-- START OF Data for processing --

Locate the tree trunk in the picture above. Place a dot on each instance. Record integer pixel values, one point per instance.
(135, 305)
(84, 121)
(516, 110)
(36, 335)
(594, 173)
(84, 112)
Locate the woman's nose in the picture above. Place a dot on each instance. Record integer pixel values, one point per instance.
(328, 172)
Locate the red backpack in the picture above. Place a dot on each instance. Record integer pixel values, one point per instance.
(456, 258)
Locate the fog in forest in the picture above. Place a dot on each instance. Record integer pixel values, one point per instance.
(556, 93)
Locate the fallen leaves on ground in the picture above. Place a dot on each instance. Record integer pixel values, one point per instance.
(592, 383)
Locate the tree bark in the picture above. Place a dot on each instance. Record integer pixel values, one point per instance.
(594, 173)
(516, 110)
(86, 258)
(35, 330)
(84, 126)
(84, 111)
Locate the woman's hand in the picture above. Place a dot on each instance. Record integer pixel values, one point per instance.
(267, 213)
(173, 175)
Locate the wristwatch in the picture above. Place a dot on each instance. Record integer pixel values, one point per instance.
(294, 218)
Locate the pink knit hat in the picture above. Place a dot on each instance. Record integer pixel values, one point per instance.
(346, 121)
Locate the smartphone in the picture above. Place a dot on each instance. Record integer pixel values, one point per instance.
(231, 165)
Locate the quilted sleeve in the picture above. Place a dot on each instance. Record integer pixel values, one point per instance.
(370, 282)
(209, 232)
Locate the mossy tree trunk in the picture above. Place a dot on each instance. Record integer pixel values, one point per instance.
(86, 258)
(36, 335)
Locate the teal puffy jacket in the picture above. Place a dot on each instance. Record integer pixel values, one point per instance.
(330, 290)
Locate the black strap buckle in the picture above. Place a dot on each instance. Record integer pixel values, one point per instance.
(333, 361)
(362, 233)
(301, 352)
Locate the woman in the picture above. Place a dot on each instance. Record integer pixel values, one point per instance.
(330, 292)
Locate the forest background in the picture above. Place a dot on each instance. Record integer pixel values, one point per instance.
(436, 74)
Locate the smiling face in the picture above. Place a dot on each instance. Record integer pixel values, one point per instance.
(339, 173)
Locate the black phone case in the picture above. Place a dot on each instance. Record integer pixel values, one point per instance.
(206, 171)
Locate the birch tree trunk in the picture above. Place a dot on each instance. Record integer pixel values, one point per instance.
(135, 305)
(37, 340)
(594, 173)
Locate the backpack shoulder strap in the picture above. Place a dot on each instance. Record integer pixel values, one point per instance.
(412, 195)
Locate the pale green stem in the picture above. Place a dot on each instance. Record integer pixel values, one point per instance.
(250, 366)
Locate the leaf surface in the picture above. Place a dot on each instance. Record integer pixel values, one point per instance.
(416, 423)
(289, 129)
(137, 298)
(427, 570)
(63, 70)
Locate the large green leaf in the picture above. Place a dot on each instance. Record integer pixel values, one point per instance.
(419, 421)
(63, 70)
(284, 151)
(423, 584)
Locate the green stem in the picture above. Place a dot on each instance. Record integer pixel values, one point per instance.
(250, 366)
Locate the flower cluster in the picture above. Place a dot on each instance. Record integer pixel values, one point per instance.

-- END OF Data for processing --

● **Set exercise**
Give every line of the records above as a JSON array of strings, one string per line, and omit any blank lines.

● **Full response**
[
  "Locate the tree trunk in the picture above. Place a dot on each instance. Record integer pixel values, one point per instance.",
  "(135, 305)",
  "(84, 121)",
  "(516, 110)",
  "(36, 335)",
  "(594, 173)",
  "(84, 112)",
  "Locate the woman's nose in the picture above. Place a dot on each instance. Record integer pixel values, one point per instance.",
  "(328, 172)",
  "Locate the red backpack in the picture above. Place a dot on each instance. Record integer pixel values, one point per instance.",
  "(456, 258)",
  "Locate the fog in forest in the picture above. Place a dot on each instance. Record integer pixel values, one point per instance.",
  "(556, 93)",
  "Locate the fallen leaves on ground in the picture above. Place a dot on each instance. Record integer pixel values, one point per instance.",
  "(592, 383)",
  "Locate the tree bark in the picture above. Place a dot on each instance. Record integer pixel values, one point per instance.",
  "(594, 173)",
  "(516, 110)",
  "(86, 258)",
  "(35, 330)",
  "(84, 126)",
  "(84, 111)",
  "Locate the woman's hand in the picture above. Place a dot on each instance. Record integer pixel values, one point per instance.",
  "(267, 213)",
  "(173, 175)",
  "Locate the wristwatch in the picture above. Place a dot on each instance. Record integer pixel values, one point per instance.",
  "(294, 218)",
  "Locate the pink knit hat in the picture above. Place a dot on each instance. Record integer pixel values, one point per instance.",
  "(346, 121)",
  "Locate the smartphone in the picture above. Place a dot on each instance. Record integer pixel values, one point per instance.",
  "(231, 165)",
  "Locate the quilted sleeve in the picture above. Place a dot on each instance. Record integer pixel values, one point per instance.",
  "(370, 282)",
  "(209, 232)",
  "Locate the mossy tree trunk in the picture above. Place a dot on each instance. Record integer pixel values, one point per instance.",
  "(86, 258)",
  "(36, 335)",
  "Locate the teal puffy jacket in the picture above. Place a dot on each instance. Record integer pixel values, one point per instance.",
  "(330, 290)",
  "Locate the black strap buckle in the picture above. Place a dot on each instance. Record integer pixel values, one point per instance.",
  "(333, 361)",
  "(362, 233)",
  "(301, 352)",
  "Locate the woman in the picture above. Place a dot on each instance. Record integer pixel values, one point per instance.",
  "(330, 292)",
  "Locate the forest background in the picture above. Place a dot on each instance. Record integer pixel values, one point per instance.",
  "(436, 74)",
  "Locate the smiling face in the picture above. Place a dot on each instance. Record integer pixel values, one point per instance.",
  "(339, 173)",
  "Locate the black phone case in the picture above. Place a dot on each instance. Record integer pixel values, one point per instance.",
  "(206, 171)",
  "Locate the birch tree trunk in the picture above. Place a dot on each instance. Record integer pixel values, one point per instance.",
  "(135, 305)",
  "(37, 340)",
  "(594, 173)",
  "Locate the backpack shoulder strap in the picture above. Place a dot on each instance. Record integer pixel values, one point per instance.",
  "(412, 195)",
  "Locate the pale green stem in the picture above. Place a dot on each instance. Record integer pixel values, one point per instance.",
  "(250, 366)",
  "Locate the leaf surface in the picture above. Place a dot on each instance. Record integer pixel values, one point per instance.",
  "(416, 423)",
  "(289, 129)",
  "(137, 298)",
  "(427, 570)",
  "(63, 70)",
  "Locate the large green leaf in the picture above. Place a dot on each instance. Record integer pixel values, one point per instance.",
  "(419, 421)",
  "(63, 70)",
  "(284, 151)",
  "(423, 584)",
  "Locate the green stem in the picture above. Place a dot on each instance. Record integer pixel values, one point per instance.",
  "(250, 366)",
  "Locate the flower cluster in the picture above. Place a dot on each instance. Record integer pixel values, one point per instance."
]